*Задание 1*
Отредактируйте строки списка, начиная со строки, содержащей «Mark one point on each instance of the concrete pavement», и заканчивая строкой, содержащей «[(1246, 277), (628, 160)]»: замените «planter wall» на «brick wall», а всё остальное оставьте без изменений.

Странники, идеалисты, бунтовщики. Русские писатели в поисках смысла жизни и ответов на вечные проклятые вопросы - Гэри Сол Морсон
Триктрак Юма
В романе Джордж Элиот «Мидлмарч», который, пожалуй, является величайшим философским романом, не написанным русским автором, писательница, склонная к афоризмам и мудрым философским отступлениям, пишет о роли идей в английском обществе. Абстракции завораживают некоторых персонажей, но рассказчик объясняет, что «действовать, исходя из убеждений, не полагается – это служит надежной защитой для общества, а также для семейной жизни. Разумные люди ведут себя как все, и если появляются сумасшедшие, их нетрудно распознать и избегать»[36]. У персонажа Элиот, Лидгейта, могли быть радикальные взгляды, отмечает она, но, «погревшись у французских социальных теорий, он не привез с собой запах паленого. Мы можем безнаказанно заигрывать с самыми крайними мнениями, когда наша мебель, наши званые обеды и наш фамильный герб, которым мы гордимся, неразрывно связывают нас с установленным порядком вещей»[37].
Такие суждения, несомненно, были свойственны Англии XIX века, однако у русской интеллигенции с установленным порядком вещей не была связана никакая «надежная защита». Следы «опаливания» были повсюду, и представители русской интеллигенции в реальной жизни и в литературе презирали нежелание применить радикальные идеи на практике.

*Исходный список*

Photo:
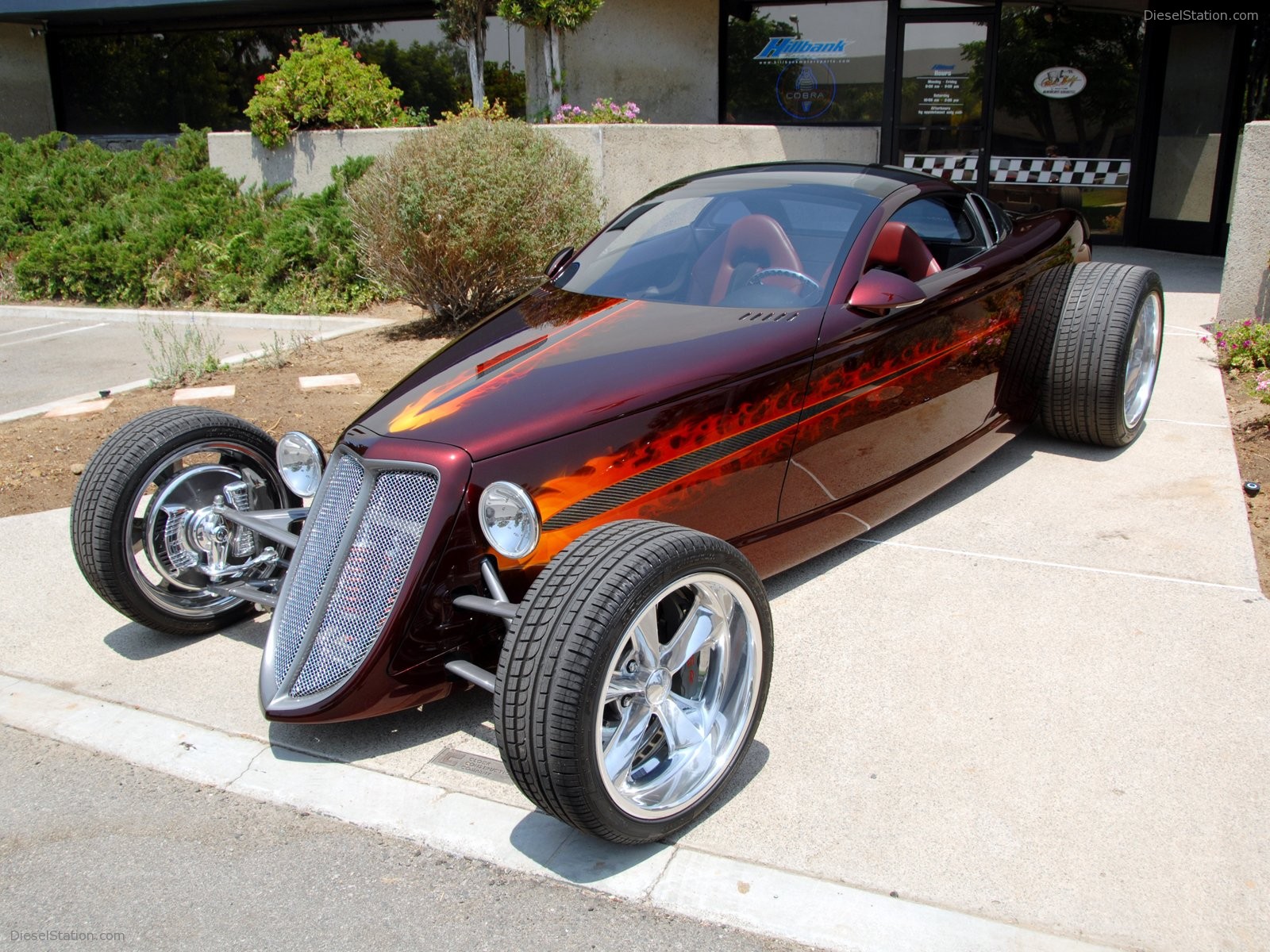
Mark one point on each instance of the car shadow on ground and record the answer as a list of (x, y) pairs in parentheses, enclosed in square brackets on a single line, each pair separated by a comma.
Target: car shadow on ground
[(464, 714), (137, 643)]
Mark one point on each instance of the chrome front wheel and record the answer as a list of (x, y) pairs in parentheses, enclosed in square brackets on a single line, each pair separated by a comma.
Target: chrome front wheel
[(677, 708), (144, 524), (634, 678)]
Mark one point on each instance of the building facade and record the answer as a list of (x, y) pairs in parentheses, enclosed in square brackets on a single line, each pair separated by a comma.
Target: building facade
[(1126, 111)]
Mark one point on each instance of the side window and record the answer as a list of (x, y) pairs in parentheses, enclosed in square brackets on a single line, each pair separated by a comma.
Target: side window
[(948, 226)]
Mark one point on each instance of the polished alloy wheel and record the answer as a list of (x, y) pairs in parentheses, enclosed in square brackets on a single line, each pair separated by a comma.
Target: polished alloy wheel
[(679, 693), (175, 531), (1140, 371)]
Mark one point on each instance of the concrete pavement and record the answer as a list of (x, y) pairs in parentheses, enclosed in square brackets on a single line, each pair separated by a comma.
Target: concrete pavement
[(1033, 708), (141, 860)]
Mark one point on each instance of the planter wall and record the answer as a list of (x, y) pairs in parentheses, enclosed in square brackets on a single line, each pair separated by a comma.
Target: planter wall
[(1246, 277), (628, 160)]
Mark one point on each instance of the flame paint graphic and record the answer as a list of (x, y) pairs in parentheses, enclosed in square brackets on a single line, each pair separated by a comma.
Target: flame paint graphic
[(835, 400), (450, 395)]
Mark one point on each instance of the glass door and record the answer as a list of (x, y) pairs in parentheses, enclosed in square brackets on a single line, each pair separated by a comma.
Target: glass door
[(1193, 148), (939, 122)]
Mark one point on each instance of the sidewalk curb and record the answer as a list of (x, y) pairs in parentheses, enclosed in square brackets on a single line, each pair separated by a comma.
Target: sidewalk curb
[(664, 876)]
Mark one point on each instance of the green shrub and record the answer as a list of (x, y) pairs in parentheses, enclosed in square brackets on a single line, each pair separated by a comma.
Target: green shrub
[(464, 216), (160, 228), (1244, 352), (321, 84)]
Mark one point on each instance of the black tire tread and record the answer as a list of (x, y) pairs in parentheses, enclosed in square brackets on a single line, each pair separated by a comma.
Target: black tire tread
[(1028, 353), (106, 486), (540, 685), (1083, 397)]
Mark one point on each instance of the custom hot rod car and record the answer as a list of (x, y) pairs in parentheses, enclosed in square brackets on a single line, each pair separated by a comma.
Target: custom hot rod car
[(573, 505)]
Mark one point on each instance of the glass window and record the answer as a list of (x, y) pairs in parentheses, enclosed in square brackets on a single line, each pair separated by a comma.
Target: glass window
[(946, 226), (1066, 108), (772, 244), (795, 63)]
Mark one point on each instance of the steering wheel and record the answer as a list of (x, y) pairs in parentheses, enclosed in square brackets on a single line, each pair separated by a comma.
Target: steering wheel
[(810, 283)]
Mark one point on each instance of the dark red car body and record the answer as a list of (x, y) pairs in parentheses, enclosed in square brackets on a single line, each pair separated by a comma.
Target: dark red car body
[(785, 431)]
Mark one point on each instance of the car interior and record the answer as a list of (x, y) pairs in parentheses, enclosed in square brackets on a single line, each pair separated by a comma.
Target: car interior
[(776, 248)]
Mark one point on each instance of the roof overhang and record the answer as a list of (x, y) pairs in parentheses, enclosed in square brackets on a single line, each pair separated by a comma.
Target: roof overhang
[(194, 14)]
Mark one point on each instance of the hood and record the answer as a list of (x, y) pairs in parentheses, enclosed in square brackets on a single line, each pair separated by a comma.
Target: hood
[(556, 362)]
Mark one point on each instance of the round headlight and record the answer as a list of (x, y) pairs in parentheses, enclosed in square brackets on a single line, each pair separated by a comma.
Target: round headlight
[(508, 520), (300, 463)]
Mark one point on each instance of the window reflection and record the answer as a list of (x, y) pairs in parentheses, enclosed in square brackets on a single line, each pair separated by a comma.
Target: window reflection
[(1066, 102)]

==

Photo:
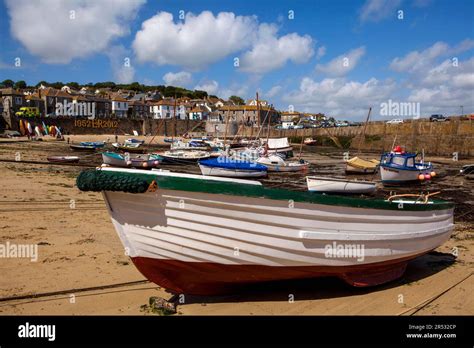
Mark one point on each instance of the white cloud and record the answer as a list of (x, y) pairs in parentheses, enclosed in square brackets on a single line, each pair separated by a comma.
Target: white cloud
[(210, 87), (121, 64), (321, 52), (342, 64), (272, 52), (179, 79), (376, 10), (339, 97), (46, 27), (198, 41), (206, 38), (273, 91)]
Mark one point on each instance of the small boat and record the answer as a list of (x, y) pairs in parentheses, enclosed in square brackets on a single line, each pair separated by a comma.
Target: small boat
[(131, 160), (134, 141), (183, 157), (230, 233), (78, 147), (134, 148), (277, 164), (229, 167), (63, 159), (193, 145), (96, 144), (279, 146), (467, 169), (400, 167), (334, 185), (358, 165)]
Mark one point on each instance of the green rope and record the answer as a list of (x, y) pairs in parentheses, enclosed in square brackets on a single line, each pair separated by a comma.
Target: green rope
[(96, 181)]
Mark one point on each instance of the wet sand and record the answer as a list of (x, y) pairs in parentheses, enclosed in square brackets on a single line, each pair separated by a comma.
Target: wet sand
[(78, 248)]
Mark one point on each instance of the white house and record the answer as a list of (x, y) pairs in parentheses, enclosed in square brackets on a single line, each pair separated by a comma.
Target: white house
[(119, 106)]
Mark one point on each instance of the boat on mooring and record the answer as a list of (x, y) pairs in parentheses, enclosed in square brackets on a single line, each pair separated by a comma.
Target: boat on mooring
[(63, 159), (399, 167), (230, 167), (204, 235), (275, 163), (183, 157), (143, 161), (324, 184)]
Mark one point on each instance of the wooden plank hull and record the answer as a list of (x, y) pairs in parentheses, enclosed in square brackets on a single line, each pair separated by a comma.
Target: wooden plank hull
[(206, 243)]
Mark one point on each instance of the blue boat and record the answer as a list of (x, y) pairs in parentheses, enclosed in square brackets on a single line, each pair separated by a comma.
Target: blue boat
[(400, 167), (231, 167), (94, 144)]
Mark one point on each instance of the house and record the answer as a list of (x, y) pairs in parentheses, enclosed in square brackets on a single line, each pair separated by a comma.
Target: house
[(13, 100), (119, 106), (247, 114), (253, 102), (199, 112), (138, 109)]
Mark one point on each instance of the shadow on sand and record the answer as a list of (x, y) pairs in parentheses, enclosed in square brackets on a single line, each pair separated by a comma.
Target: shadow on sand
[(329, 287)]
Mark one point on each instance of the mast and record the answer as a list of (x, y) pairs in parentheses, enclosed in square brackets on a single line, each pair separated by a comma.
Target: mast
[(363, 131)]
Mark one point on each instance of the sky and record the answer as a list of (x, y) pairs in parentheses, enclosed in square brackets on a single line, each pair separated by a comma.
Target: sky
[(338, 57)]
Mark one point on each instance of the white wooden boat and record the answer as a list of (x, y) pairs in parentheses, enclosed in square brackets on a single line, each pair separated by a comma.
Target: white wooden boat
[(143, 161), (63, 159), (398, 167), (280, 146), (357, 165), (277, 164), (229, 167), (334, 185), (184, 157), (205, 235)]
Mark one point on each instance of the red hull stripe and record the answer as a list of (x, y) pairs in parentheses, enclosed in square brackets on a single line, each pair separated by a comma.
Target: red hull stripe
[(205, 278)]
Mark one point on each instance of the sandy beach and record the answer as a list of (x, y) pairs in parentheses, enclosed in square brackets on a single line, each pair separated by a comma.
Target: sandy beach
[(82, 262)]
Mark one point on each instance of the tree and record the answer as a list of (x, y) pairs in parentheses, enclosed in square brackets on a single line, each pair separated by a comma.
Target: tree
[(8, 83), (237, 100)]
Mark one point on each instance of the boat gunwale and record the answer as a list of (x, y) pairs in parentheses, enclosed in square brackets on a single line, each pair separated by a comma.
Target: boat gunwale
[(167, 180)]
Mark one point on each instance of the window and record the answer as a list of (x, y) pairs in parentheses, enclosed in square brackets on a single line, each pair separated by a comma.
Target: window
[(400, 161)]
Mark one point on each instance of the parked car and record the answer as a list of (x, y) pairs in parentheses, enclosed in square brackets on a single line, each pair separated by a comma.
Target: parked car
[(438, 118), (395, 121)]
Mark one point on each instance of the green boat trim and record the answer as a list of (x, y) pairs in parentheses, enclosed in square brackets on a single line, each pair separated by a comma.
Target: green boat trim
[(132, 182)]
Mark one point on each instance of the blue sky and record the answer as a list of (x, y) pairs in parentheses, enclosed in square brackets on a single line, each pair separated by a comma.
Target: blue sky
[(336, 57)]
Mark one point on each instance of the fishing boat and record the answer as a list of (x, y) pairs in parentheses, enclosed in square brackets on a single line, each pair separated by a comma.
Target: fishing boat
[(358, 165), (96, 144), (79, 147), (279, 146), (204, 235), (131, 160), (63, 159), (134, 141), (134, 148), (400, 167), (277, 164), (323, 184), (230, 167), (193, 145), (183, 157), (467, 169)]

...

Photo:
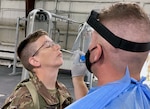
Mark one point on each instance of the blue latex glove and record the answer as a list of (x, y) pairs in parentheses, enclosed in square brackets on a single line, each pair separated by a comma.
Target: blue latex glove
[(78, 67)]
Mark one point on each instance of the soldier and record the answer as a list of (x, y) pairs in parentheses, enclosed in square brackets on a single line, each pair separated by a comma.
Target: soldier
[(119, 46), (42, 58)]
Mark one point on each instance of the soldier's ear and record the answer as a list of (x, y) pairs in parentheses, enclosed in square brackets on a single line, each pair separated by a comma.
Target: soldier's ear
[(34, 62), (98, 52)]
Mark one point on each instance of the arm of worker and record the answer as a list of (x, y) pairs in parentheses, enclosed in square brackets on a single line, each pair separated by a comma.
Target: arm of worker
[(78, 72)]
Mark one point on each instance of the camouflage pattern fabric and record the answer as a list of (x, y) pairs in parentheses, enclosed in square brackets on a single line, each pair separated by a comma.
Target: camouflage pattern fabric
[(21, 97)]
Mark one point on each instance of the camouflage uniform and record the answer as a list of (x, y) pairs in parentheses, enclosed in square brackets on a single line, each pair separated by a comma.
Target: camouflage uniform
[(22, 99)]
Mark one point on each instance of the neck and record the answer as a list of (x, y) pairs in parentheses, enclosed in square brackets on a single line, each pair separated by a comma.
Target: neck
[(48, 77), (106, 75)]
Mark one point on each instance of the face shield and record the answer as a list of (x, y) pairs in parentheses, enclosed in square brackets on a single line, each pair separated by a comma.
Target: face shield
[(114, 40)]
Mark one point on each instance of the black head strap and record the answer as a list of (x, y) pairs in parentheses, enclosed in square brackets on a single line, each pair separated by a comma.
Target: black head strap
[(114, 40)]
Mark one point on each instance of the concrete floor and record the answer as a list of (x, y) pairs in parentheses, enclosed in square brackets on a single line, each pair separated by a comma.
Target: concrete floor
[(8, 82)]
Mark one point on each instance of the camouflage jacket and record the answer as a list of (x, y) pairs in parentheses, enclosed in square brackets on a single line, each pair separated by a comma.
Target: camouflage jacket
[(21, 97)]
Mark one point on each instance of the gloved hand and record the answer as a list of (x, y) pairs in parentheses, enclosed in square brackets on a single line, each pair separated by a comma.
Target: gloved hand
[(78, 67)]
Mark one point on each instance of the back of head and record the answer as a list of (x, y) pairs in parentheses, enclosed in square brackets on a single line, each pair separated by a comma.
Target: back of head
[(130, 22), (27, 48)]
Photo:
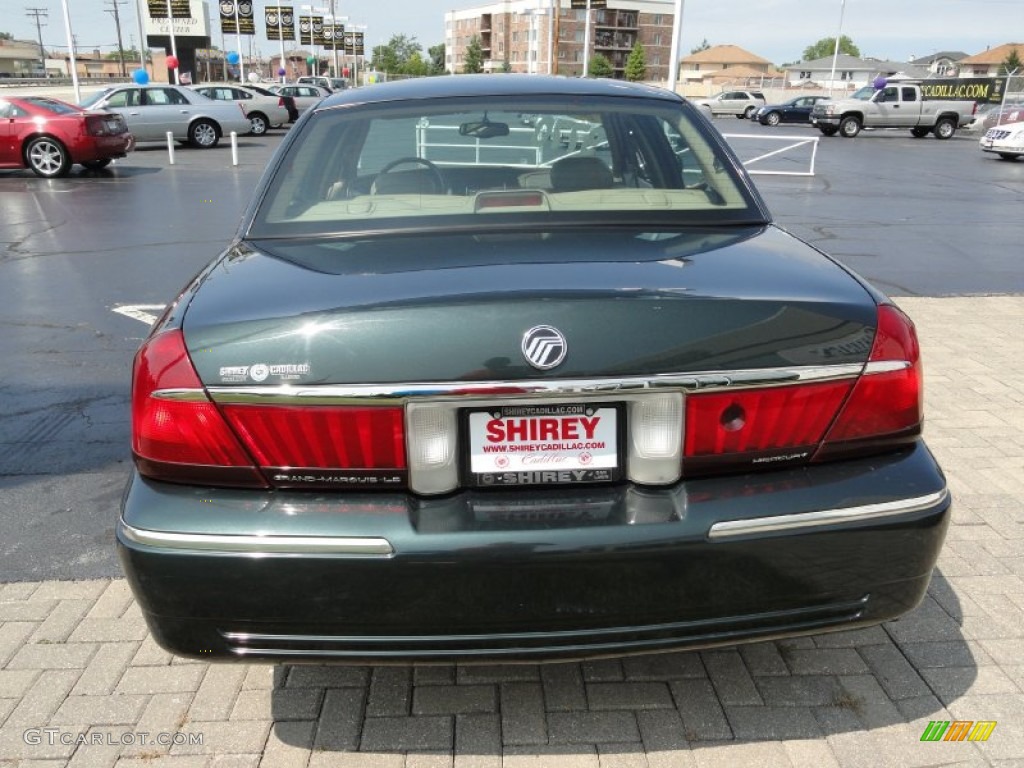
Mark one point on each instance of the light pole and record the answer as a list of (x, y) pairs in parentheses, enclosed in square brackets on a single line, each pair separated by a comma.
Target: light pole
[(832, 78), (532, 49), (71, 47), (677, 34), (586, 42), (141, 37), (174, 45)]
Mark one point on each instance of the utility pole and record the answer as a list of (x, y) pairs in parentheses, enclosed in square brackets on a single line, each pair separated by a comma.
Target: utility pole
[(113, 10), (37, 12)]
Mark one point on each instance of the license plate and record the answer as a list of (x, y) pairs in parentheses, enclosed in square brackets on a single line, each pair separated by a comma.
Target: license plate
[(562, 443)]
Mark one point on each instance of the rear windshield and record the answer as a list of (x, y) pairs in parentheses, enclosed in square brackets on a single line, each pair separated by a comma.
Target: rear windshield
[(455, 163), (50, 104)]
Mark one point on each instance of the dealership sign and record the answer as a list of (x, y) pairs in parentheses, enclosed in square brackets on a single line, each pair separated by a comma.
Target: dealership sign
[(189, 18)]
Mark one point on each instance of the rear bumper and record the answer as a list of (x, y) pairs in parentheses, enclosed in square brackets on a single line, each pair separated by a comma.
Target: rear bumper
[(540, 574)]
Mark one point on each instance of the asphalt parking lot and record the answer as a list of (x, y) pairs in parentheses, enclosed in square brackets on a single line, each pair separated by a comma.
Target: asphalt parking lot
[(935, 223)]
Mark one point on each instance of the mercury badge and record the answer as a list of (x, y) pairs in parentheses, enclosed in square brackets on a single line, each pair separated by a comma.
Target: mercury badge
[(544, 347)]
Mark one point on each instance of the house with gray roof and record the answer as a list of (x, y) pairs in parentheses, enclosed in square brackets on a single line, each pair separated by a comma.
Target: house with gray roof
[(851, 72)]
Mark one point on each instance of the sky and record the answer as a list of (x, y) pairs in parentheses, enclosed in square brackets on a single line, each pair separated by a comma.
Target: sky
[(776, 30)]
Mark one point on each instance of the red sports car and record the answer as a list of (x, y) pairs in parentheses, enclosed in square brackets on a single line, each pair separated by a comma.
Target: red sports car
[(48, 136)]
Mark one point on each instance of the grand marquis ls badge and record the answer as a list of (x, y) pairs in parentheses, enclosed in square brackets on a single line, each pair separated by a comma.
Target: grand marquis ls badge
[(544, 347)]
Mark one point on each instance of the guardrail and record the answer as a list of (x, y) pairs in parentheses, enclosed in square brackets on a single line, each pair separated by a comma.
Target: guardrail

*Задание 2*
Перепишите без изменений отрывок из текста о русских писателях, начиная со слов «Такие суждения, несомненно, были» и заканчивая словами «идеи на практике.».

*Полный ответ 1*
Mark one point on each instance of the concrete pavement and record the answer as a list of (x, y) pairs in parentheses, enclosed in square brackets on a single line, each pair separated by a comma.
Target: concrete pavement
[(1033, 708), (141, 860)]
Mark one point on each instance of the brick wall and record the answer as a list of (x, y) pairs in parentheses, enclosed in square brackets on a single line, each pair separated by a comma.
Target: brick wall
[(1246, 277), (628, 160)]

*Полный ответ 2*
Такие суждения, несомненно, были свойственны Англии XIX века, однако у русской интеллигенции с установленным порядком вещей не была связана никакая «надежная защита». Следы «опаливания» были повсюду, и представители русской интеллигенции в реальной жизни и в литературе презирали нежелание применить радикальные идеи на практике.